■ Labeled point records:
:::::
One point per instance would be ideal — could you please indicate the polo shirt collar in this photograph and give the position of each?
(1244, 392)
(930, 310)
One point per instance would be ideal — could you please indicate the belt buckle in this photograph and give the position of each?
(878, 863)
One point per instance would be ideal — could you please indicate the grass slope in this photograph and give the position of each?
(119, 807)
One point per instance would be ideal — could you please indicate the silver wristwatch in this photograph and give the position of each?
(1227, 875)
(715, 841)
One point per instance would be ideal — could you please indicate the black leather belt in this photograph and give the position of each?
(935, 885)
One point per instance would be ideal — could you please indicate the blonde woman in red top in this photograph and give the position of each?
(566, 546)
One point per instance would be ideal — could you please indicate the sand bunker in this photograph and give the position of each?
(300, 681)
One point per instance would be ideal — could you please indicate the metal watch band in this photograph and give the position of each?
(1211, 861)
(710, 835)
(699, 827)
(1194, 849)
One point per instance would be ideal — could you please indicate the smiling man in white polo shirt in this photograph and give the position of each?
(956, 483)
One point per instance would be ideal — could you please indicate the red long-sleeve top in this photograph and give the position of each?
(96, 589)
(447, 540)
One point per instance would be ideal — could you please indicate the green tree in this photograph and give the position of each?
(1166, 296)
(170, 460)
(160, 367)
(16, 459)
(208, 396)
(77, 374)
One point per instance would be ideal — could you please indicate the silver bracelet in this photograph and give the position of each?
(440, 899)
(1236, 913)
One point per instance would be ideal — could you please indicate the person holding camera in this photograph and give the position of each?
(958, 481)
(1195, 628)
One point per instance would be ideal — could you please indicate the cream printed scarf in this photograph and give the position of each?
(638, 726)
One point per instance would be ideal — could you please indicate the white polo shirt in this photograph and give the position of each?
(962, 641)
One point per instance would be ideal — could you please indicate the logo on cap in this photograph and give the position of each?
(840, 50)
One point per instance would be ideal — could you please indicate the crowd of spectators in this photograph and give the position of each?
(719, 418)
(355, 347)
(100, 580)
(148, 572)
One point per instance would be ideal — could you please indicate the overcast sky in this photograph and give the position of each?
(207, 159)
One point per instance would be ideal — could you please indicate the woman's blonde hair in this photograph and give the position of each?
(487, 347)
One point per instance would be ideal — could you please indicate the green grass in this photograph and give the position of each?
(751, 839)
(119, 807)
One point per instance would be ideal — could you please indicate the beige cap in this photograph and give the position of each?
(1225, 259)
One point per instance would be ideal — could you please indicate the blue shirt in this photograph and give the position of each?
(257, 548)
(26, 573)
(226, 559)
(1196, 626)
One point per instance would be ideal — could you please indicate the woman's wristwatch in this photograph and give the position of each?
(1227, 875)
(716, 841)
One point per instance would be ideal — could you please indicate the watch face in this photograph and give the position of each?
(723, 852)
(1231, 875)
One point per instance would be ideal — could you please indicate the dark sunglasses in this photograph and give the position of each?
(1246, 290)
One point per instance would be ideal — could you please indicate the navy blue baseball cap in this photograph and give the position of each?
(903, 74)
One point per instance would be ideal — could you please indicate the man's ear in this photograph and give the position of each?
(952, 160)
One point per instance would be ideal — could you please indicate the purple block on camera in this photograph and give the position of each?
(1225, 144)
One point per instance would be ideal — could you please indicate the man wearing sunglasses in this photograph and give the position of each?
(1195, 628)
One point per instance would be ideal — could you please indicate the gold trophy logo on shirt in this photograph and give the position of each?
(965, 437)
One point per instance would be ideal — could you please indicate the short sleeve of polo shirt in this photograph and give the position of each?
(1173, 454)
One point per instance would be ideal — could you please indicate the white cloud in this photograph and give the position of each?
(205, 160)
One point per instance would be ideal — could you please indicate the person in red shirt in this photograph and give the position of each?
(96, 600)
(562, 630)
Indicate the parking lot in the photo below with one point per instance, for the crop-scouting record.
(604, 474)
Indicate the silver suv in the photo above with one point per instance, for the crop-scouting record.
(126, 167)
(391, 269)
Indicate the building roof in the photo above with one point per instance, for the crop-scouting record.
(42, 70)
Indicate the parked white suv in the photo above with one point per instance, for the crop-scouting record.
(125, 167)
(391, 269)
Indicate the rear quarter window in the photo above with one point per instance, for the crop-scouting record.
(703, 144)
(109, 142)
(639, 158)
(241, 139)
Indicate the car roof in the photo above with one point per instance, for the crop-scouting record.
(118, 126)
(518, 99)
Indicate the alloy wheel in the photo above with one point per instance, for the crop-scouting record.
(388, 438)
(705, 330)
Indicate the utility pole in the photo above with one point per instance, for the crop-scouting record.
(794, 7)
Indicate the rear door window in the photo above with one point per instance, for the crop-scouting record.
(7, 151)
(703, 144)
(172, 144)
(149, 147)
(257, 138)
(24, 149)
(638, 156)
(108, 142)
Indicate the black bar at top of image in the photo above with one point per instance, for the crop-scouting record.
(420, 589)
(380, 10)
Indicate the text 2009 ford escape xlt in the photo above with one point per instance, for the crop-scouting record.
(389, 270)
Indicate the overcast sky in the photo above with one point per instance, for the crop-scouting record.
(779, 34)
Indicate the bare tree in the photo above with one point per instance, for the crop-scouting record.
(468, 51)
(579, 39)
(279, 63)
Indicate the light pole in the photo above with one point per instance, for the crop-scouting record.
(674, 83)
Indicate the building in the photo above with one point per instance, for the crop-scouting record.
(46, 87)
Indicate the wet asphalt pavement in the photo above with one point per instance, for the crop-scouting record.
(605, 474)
:::::
Could you convert only the lines of the rows above that run from the one containing "indicate the smiling" through the one containing "(1236, 913)", both included, into a JSON list of strings, one string per line and blank lines omitted?

■ Worked answer:
[
  "One point per instance would be ideal — could you please indicate the smiling man in white polo shirt in this photograph and give the position of each?",
  "(956, 483)",
  "One point per instance would be ideal — could you please indicate the red long-sleeve top in this photograph and give the position of each?",
  "(96, 589)",
  "(447, 540)",
  "One point per instance would be ideal — could you please indicate the green tree in this photograph and give the position of each?",
  "(1166, 296)",
  "(170, 460)",
  "(160, 367)",
  "(16, 459)",
  "(208, 396)",
  "(77, 374)",
  "One point per instance would be ideal — could you please indicate the silver bracelet in this photograph and give the position of each?",
  "(440, 899)",
  "(1236, 913)"
]